[Begin]
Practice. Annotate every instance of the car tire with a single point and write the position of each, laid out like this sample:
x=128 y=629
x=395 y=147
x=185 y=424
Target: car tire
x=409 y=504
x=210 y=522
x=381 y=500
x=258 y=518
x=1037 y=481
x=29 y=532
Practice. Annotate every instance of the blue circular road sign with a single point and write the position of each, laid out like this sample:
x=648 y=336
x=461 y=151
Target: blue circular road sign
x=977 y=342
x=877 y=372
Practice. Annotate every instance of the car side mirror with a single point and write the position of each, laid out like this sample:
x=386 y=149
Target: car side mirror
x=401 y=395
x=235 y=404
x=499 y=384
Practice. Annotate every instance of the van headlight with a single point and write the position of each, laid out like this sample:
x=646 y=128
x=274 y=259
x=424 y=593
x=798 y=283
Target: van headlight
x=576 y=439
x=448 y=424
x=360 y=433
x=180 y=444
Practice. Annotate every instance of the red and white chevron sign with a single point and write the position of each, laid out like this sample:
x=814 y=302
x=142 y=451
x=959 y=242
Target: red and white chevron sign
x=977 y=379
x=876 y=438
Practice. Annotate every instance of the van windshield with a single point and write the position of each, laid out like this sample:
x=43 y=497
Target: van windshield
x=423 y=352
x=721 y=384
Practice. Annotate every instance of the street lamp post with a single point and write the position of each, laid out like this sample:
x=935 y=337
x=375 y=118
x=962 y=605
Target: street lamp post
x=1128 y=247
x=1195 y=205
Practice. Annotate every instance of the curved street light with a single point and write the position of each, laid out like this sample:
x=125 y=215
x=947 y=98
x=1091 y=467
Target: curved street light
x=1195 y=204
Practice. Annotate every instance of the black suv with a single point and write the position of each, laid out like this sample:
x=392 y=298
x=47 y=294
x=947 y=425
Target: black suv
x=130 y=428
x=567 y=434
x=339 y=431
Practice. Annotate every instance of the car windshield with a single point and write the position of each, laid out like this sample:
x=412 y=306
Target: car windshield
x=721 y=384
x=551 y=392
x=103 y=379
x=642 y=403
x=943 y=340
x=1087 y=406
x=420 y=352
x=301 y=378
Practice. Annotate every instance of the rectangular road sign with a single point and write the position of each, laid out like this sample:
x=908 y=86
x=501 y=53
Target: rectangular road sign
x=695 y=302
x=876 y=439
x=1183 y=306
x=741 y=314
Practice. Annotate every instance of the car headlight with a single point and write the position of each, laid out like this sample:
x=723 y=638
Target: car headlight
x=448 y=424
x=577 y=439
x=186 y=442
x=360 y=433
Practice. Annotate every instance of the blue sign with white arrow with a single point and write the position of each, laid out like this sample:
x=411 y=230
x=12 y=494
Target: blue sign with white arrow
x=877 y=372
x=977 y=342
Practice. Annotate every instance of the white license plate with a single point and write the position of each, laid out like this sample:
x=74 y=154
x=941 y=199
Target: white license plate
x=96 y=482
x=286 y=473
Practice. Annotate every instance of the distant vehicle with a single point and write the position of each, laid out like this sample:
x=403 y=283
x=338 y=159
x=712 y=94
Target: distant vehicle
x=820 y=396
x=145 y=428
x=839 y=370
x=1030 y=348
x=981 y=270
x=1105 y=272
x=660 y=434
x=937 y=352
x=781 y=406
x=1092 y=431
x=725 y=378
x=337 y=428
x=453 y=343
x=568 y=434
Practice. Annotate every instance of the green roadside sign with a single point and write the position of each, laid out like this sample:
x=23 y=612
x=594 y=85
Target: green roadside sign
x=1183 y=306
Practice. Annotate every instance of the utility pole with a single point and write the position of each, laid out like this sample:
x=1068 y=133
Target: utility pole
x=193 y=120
[End]
[Begin]
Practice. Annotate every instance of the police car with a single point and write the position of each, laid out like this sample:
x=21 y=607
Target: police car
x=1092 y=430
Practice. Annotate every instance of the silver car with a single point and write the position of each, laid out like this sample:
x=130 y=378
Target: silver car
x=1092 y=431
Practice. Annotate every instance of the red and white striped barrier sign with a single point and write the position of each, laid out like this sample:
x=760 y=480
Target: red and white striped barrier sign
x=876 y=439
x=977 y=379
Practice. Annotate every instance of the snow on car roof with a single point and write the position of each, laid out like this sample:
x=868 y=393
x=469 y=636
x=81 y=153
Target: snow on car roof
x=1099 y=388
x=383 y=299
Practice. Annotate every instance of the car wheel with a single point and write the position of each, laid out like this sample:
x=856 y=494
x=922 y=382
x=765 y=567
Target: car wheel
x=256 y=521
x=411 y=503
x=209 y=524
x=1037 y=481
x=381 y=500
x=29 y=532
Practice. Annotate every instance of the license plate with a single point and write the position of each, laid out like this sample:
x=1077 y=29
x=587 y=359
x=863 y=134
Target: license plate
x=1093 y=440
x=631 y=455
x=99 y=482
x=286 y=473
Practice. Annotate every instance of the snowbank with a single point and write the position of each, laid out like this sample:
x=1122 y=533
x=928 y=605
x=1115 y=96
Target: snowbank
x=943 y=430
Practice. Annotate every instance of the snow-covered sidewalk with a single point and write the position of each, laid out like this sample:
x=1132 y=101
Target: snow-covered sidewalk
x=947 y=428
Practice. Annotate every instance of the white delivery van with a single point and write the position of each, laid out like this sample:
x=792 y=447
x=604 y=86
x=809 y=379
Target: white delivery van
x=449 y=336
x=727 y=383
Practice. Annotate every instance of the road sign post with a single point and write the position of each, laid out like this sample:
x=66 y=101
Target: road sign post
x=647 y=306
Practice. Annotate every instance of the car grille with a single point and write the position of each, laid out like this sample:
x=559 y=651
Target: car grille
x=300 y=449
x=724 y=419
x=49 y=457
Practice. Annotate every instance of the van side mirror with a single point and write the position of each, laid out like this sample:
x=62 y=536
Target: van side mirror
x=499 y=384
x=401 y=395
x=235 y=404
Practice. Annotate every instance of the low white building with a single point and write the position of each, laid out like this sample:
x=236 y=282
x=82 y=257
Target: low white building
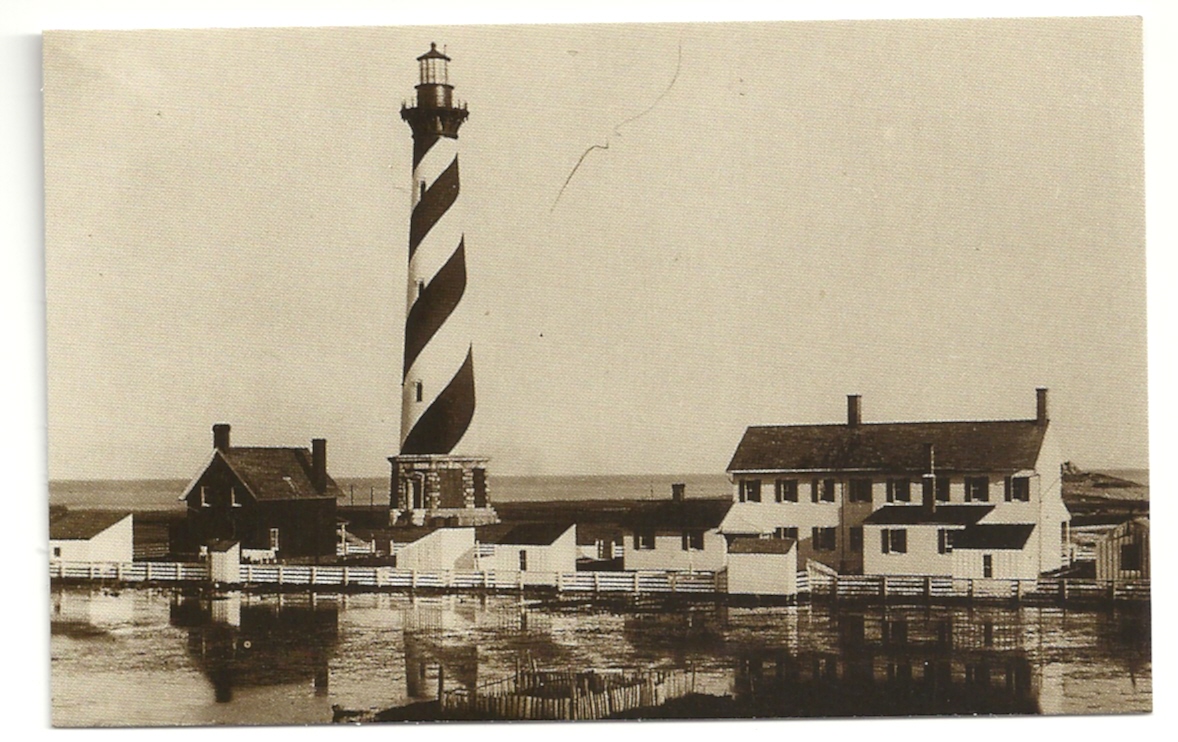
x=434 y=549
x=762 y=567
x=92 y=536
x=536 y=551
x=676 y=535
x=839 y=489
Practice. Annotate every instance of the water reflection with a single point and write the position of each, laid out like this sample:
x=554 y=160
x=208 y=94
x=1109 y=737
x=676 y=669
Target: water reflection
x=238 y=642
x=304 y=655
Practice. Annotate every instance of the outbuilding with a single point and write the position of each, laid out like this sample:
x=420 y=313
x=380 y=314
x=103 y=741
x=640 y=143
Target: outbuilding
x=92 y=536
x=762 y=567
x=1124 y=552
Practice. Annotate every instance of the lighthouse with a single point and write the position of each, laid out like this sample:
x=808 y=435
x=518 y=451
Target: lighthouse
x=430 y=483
[End]
DIRECTIONS: Put the lines of the first block of rows into a JSON list of strings, one string per line, starting at the line containing "Practice. Annotate every instance of the car tire" and ending at the line containing "x=876 y=438", with both of those lines included. Leave out any blank lines.

RESULT OF THIS EXERCISE:
[
  "Practice. Annotate every instance of the car tire with a single point and write the position of each, laid out like this sample:",
  "x=128 y=629",
  "x=395 y=147",
  "x=185 y=424",
  "Target: car tire",
  "x=409 y=504",
  "x=210 y=522",
  "x=381 y=500",
  "x=258 y=518",
  "x=1037 y=481",
  "x=29 y=532",
  "Practice. Annotate every instance of the blue circular road sign with a single point and write the position of each, laid out like this sample:",
  "x=648 y=336",
  "x=461 y=151",
  "Target: blue circular road sign",
  "x=977 y=342",
  "x=877 y=372",
  "Practice. Annotate every instance of the car side mirror with a single point and write the position of each, laid out like this sample:",
  "x=386 y=149",
  "Target: car side mirror",
  "x=401 y=395",
  "x=235 y=404",
  "x=499 y=384",
  "Practice. Annotate every instance of the van headlight with a single point and write the position of each, laid out like this sample:",
  "x=646 y=128",
  "x=274 y=259",
  "x=424 y=593",
  "x=798 y=283",
  "Target: van headlight",
  "x=576 y=439",
  "x=448 y=424",
  "x=360 y=433",
  "x=180 y=444",
  "Practice. Annotate every instance of the red and white chevron sign with a single point and write the position of each, laid out like this sample:",
  "x=814 y=302",
  "x=142 y=451",
  "x=959 y=242",
  "Target: red and white chevron sign",
  "x=977 y=379",
  "x=876 y=438"
]